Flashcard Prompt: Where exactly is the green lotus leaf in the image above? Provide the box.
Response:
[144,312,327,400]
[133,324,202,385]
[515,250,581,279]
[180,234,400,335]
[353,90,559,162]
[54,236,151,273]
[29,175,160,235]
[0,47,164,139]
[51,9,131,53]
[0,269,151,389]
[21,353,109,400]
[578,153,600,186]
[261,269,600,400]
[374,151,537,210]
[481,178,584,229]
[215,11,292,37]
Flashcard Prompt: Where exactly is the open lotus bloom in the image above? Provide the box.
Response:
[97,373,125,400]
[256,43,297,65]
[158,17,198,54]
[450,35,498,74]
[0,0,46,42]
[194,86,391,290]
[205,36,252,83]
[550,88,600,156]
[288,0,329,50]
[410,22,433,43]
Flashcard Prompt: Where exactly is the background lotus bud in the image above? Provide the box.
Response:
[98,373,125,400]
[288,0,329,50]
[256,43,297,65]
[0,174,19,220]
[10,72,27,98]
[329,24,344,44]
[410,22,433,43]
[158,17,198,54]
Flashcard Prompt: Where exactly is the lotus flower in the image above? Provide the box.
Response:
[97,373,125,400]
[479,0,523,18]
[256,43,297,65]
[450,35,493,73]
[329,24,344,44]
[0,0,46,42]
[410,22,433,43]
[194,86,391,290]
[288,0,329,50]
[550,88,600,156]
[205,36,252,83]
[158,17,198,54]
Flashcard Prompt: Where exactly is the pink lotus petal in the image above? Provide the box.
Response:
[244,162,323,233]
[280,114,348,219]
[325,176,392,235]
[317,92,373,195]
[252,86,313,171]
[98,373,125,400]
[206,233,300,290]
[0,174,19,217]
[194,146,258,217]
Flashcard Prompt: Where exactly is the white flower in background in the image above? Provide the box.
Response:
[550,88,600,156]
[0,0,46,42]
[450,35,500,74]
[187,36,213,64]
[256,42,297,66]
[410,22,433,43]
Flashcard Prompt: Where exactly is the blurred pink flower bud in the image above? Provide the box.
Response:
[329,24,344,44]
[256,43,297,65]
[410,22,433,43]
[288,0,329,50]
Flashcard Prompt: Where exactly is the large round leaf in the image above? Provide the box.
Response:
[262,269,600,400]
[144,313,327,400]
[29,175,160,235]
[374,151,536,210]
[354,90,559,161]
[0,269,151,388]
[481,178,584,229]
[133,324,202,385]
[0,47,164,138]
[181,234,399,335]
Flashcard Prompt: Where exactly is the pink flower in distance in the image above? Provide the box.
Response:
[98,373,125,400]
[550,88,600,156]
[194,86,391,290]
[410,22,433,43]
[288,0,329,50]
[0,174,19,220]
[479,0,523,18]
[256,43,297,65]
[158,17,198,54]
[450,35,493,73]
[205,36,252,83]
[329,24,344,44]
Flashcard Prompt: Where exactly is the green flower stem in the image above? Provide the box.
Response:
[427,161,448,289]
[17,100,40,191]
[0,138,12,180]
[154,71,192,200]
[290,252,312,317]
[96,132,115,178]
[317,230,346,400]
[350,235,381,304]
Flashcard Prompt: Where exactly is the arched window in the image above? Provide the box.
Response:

■ ■ ■ ■ ■

Brief: Please return each line of the listing above that contains the word "flower", copied in full without changes.

Final result:
Flashcard Prompt: Where exactly is the lotus flower in the image above? Provide the box.
Flashcard Prompt: Where exactly is the white flower in background in the image above? Provide the box.
Flashcard Prompt: Where exactly is the blurred pink flower bud in the image above? Provide the box.
Flashcard Prompt: Where exactly is the pink flower in distance in the image above? Provide the box.
Flashcard Prompt: Where exactly is the green flower stem in the image above? Provide the box.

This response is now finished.